Ao unir capital e trabalho, os sócios de uma sociedade visam alcançar o que o homem sozinho nem sempre consegue realizar. Daí, a necessidade de se unir em sociedade, constituída pela a união de uma ou mais pessoas, que aliam esforços visando um fim comum.

Nesse sentido Carlos Fulgêncio da Cunha Peixoto1 ensina que a sociedade é a mais alta expressão do poder do homem. Tudo o que o indivíduo, isoladamente, não consegue, em sua fraqueza, atingir, é alcançado pela união.

A sociedade constitui-se pela manifestação de vontade de duas ou mais pessoas que assumem a obrigação de contribuir com seus esforços e recursos para exercer atividade econômica e lograr fins comuns.

Essa união é materializada no contrato social, seu ato constitutivo, imprescindível para sua formação, pois vincula juridicamente os sócios, e estes e a sociedade, estabelece regras e cria um sujeito de direi-tos e obrigações,2 dotado de personalidade jurídica.3

Constituída a sociedade, mister se faz a nomeação de seu representante legal, seu administrador, sócio ou não, que manifestará sua vontade. Investido na função, o administrador assume uma série de encargos, uma vez que irá administrar patrimônio alheio, tendo os sócios o direito de fiscalizar sua gestão, solicitando e exigindo a apresentação dos livros contábeis, comerciais e fiscais e a prestação de contas.

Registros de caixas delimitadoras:
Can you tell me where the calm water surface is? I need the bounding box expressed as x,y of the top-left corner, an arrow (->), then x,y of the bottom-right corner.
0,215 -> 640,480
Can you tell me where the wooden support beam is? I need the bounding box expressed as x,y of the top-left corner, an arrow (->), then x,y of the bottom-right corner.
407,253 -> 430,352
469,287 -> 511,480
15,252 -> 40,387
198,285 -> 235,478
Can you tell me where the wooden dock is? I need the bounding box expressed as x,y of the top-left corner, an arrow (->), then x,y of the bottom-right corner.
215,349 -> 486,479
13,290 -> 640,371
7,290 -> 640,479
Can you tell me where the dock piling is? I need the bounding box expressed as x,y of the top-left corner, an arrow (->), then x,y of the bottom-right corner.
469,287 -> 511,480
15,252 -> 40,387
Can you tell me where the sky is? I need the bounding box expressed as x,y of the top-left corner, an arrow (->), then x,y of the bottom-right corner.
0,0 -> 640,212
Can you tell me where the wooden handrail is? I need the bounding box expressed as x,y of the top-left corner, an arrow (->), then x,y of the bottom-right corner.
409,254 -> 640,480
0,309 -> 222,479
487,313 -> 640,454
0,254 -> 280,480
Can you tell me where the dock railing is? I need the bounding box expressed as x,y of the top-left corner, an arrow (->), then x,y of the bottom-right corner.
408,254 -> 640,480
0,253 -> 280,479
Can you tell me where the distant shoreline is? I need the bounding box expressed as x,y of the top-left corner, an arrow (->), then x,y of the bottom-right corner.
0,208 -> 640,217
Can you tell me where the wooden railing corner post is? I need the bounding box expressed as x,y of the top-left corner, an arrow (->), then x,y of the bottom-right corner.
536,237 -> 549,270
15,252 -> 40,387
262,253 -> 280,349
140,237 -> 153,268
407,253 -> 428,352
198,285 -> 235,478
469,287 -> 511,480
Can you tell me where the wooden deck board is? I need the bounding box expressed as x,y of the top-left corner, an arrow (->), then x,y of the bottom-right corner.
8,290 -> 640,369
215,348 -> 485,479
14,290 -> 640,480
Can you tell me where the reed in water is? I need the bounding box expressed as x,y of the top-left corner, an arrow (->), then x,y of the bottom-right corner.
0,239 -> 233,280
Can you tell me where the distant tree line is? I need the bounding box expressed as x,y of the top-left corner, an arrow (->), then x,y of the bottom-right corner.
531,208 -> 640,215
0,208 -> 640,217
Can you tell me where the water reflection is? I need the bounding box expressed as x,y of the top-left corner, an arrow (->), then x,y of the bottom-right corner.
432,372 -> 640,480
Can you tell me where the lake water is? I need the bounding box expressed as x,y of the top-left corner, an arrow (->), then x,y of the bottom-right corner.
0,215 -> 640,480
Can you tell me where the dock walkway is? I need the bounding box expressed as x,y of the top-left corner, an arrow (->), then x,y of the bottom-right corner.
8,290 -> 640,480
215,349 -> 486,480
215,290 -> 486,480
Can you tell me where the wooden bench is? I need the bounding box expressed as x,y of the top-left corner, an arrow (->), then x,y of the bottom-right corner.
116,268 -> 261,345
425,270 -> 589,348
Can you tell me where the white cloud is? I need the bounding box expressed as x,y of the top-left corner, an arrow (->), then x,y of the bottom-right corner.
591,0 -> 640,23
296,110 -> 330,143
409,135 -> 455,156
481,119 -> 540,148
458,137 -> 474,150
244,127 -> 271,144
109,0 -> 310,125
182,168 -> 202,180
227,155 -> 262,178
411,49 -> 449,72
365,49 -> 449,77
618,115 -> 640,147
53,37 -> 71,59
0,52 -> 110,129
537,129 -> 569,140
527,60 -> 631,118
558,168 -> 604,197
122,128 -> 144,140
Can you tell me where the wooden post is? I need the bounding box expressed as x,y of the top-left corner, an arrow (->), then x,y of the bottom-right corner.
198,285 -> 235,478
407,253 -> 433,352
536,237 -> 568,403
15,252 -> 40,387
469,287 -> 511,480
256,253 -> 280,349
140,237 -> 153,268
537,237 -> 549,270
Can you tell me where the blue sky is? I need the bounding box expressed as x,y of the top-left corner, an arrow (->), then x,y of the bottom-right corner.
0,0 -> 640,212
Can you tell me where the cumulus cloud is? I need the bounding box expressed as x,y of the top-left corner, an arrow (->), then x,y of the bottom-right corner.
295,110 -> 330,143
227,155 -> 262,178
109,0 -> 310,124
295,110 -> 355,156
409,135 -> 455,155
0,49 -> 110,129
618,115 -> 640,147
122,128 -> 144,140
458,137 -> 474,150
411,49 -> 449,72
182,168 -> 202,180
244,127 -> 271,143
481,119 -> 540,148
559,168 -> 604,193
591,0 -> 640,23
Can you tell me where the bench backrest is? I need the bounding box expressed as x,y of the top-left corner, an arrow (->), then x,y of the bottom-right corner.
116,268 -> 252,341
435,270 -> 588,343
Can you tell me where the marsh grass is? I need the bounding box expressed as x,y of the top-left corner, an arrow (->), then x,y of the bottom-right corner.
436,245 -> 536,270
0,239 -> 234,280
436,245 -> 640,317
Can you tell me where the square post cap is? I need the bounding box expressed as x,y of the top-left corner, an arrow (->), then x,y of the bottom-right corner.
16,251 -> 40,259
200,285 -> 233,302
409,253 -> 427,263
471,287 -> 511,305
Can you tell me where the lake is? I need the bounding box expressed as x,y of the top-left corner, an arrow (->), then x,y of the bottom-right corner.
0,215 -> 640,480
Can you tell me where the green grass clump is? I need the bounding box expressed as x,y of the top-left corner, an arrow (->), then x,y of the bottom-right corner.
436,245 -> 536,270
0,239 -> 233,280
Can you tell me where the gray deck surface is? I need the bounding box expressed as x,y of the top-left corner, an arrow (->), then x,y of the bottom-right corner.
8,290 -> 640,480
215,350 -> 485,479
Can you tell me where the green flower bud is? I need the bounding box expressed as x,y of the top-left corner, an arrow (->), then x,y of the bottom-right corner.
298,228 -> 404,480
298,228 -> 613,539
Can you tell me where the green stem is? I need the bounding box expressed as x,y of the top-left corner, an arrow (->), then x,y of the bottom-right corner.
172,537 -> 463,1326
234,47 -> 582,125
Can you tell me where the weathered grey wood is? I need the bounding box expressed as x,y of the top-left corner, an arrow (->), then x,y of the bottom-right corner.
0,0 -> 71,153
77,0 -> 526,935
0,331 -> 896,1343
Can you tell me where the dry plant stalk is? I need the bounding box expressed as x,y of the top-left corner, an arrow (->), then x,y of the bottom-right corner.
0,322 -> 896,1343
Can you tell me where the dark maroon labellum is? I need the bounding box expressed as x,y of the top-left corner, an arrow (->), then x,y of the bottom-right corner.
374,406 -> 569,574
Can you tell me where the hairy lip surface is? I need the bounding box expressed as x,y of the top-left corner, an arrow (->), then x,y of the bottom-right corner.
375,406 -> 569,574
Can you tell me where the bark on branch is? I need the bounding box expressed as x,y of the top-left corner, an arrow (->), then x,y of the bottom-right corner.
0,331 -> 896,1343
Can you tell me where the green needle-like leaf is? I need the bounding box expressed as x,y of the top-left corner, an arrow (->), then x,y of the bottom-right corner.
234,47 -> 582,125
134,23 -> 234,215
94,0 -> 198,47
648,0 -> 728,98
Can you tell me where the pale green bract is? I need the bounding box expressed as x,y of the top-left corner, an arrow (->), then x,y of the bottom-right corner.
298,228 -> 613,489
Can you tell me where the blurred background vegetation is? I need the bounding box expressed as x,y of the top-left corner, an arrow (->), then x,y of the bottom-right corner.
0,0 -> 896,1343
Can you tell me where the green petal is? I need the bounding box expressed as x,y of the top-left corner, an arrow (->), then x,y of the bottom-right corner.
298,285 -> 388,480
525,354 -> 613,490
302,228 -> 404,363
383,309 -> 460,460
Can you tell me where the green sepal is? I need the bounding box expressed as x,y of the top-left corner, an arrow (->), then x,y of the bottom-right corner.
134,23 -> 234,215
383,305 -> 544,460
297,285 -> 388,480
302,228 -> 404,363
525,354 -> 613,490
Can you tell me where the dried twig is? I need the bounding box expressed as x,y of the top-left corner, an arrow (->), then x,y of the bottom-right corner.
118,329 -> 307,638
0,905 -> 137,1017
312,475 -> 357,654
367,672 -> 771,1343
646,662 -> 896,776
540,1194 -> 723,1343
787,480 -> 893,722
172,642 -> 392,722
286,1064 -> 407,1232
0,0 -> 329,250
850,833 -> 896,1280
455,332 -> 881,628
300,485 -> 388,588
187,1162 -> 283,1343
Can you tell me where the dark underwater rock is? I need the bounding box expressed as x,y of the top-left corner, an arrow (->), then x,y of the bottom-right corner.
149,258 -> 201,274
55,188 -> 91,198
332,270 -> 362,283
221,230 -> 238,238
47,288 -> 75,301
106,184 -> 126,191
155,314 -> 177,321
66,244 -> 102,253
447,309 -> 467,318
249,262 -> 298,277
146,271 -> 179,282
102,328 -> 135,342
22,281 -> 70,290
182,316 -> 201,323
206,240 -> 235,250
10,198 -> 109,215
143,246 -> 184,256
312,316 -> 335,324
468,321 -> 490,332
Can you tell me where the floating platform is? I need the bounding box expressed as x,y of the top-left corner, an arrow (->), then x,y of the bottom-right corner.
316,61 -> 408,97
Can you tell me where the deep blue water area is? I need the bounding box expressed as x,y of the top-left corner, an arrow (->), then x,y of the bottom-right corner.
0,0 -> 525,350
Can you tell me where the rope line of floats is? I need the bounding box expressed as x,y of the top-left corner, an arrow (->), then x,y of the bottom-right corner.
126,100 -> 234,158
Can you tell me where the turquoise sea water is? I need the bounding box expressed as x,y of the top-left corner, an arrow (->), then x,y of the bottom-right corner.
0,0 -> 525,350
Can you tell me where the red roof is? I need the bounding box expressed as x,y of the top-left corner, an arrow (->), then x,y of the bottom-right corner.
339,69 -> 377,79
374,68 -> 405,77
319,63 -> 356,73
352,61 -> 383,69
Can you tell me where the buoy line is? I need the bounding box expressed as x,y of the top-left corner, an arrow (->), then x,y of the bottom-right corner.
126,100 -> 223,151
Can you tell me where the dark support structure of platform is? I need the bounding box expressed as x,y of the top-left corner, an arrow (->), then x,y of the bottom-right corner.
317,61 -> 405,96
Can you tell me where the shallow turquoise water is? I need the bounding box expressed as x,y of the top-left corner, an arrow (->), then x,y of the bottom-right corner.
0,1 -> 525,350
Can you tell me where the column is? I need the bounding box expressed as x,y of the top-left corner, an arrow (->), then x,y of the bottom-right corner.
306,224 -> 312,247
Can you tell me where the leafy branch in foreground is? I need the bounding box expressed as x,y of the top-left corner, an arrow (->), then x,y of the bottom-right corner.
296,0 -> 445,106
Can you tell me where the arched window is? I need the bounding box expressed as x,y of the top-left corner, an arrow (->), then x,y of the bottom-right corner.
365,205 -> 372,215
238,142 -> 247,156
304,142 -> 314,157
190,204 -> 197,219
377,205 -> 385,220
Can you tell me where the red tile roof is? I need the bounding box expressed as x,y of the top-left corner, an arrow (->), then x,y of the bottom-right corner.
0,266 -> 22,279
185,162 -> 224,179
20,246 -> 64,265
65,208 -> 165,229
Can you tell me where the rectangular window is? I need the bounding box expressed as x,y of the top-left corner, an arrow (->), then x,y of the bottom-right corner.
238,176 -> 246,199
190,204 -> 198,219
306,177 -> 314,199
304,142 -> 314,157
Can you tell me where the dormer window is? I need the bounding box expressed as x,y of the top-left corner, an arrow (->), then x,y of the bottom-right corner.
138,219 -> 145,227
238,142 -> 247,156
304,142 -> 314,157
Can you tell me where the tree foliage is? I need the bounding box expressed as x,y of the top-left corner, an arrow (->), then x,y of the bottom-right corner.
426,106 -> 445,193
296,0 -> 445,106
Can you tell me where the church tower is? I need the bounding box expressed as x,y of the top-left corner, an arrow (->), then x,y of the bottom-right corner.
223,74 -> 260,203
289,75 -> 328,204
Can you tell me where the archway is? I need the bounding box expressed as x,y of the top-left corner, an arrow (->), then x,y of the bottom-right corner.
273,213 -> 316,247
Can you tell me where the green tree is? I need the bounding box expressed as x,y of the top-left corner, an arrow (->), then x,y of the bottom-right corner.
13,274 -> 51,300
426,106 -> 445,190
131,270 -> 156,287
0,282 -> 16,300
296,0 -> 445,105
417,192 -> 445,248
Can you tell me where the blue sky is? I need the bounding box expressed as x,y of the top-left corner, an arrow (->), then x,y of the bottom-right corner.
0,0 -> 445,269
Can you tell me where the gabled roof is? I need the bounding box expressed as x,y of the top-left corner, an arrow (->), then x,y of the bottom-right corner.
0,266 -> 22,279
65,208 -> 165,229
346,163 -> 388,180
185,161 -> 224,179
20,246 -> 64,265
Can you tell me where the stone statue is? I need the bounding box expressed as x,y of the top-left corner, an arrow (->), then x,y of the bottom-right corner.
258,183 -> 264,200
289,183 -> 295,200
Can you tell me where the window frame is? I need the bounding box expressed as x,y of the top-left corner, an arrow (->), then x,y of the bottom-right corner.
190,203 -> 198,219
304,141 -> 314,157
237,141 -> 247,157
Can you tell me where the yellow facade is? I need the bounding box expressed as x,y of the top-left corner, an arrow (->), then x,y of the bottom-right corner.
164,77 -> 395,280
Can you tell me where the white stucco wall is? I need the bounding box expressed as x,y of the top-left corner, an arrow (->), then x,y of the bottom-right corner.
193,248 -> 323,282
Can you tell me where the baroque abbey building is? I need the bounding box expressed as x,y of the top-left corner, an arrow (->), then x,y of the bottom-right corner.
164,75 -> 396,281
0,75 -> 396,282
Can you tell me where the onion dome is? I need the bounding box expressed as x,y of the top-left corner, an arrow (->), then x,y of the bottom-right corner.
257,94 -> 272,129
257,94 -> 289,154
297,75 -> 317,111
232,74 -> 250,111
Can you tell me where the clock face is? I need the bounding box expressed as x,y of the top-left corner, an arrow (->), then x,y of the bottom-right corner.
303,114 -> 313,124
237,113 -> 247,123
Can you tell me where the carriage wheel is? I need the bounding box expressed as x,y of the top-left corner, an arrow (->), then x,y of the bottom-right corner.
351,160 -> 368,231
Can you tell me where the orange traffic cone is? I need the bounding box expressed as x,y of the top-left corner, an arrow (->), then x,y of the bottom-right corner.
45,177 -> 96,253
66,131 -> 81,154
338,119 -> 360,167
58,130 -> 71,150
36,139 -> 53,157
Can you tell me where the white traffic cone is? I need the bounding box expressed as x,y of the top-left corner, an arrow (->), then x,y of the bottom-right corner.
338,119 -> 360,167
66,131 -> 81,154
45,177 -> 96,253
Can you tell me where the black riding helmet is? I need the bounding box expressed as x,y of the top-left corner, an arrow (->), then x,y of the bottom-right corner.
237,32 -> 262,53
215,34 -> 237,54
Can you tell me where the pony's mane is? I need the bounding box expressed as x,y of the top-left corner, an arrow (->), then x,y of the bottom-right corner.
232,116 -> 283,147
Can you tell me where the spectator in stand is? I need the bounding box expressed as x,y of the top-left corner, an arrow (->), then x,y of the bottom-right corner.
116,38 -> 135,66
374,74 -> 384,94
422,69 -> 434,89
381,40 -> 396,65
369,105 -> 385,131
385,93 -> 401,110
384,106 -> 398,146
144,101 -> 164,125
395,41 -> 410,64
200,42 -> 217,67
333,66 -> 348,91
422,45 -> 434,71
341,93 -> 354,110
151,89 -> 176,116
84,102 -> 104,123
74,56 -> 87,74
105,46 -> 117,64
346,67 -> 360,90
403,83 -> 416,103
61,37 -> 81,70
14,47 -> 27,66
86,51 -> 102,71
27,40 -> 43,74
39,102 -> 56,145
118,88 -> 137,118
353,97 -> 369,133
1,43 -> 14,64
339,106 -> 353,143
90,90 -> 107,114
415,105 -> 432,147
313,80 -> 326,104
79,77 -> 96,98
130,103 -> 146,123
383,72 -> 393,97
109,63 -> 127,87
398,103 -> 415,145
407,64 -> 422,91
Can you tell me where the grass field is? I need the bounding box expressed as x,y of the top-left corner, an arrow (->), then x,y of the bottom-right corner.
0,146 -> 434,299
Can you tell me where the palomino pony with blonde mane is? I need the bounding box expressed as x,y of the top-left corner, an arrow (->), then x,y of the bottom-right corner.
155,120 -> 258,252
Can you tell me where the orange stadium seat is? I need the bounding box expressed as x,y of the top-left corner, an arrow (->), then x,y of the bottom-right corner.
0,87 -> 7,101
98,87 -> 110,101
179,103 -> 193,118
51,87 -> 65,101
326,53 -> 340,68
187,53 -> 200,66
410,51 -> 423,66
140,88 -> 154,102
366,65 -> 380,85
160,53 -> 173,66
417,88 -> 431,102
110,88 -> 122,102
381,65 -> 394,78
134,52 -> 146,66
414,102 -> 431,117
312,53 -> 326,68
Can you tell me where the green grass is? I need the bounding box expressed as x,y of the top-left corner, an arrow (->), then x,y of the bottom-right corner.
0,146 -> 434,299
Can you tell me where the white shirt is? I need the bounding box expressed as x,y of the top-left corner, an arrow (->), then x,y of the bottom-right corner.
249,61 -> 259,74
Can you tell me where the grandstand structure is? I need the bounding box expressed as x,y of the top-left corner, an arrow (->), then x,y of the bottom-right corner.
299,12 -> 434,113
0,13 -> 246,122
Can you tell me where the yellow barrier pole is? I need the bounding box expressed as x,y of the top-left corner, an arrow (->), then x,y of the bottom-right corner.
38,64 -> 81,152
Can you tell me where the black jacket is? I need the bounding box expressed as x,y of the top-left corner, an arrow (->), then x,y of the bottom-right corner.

• **O QUE FAZER**: Troque "sociedade" por "associação" no trecho do texto sobre sociedades que começa em "Ao unir capital" e vai até "alcançado pela união.", e apresente o trecho modificado.

• **RESPOSTA DA TAREFA**:
Ao unir capital e trabalho, os sócios de uma associação visam alcançar o que o homem sozinho nem sempre consegue realizar. Daí, a necessidade de se unir em associação, constituída pela a união de uma ou mais pessoas, que aliam esforços visando um fim comum.

Nesse sentido Carlos Fulgêncio da Cunha Peixoto1 ensina que a associação é a mais alta expressão do poder do homem. Tudo o que o indivíduo, isoladamente, não consegue, em sua fraqueza, atingir, é alcançado pela união.